# Required tasks:
a: Using the Celgene stock article, answer these:
(i) Which sector does it name as one that tends to do better in tough times?
(ii) By what percentage had CELG surged by Thursday's close?
(iii) What disease is Revlimid used to treat?
b: Continue the Celgene stock article from the point where it stops.
++++ Selected text ++++
Why One Biotech Is Turning Heads: CELG
July 29, 2009 by Brandon Clay
Filed under Commentary, Pick of the Week, Stocks
Some sectors tend to do better than others in tough times. Healthcare is one such area. Moreover, the biotechnology sub-sector often surprises investors in good times and bad. This sometimes-perilous niche can make or break a portfolio depending on several factors: drug pipeline, continued investment, market factors, and government approvals.
Biotech stock performance is often hostage to government action – or inaction. If the FDA approves a particular compound, the company’s shares can jump wildly higher. Denial can make a stock crater. You can mitigate some of the risk by investing through biotech ETFs, but there are other times when individual biotech stocks make sense, too.
This week is one of those times. Celgene Corporation (CELG) reported earnings last Thursday. Blood cancer products pushed second quarter profits up by 19% . However, the bigger news was positive clinical results for their product Revlimid. The expectation for further development in Europe caused CELG to surge 18.6% by Thursday’s close, the biggest one-day rise in many years. We think there’s more upside for this New Jersey-based biotech company. Here’s why…
First, Celgene is riding the Revlimid wave. Revlimid is an oral cancer drug used to treat multiple myeloma. The 2nd quarter saw 22% year-over-year revenue growth thanks to the drug’s unique market position. Quarterly sales were $397 million. In addition, recent independent tests revealed Revlimid has even greater efficacy for blood cancers. This should produce more sales for this high-margin, low-competition drug. In fact, it’s one of the fastest growing oncology products to date.
++++ Extracted records ++++
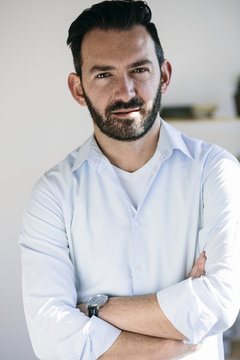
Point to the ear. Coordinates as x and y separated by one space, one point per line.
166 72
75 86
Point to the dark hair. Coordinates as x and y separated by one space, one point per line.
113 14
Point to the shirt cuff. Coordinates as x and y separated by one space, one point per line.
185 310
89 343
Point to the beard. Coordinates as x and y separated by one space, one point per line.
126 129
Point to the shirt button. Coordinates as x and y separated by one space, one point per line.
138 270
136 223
++++
++++ Extracted records ++++
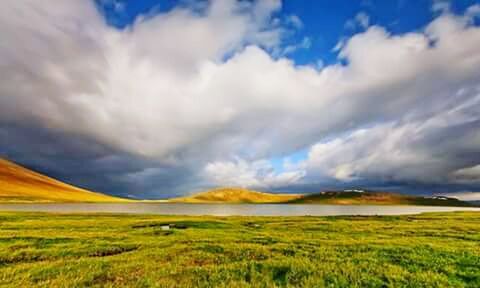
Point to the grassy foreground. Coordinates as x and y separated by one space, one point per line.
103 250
++++
# Answers by item number:
a:
(i) Healthcare
(ii) 18.6%
(iii) Multiple myeloma

b:
Second, Celgene has a deep pipeline for continued drug development. CELG holds patents or patents pending for 800 of the approximately 36,000 investigational drugs in the pipeline – a sizeable chunk for a smaller, biotech player. Celgene’s research and development team has continued to pour resources into the long waiting period from R&D to market. It’s paid off more than once.
Third, international approvals continue to roll in for Celgene. Efforts to expand beyond the US and Western Europe are working. New markets are opening in Latin America, Eastern Europe, and Japan – where cancer patients can afford Celgene treatments via national healthcare systems.
With Celgene’s double digit Q2 profits behind them, their stock continues to look forward to more appreciation. CELG was already in a strong uptrend with the rest of the market and biotech. The entire sector has strong intermediate-term momentum. To go with a strong biotech stock in a rising sector, go with CELG.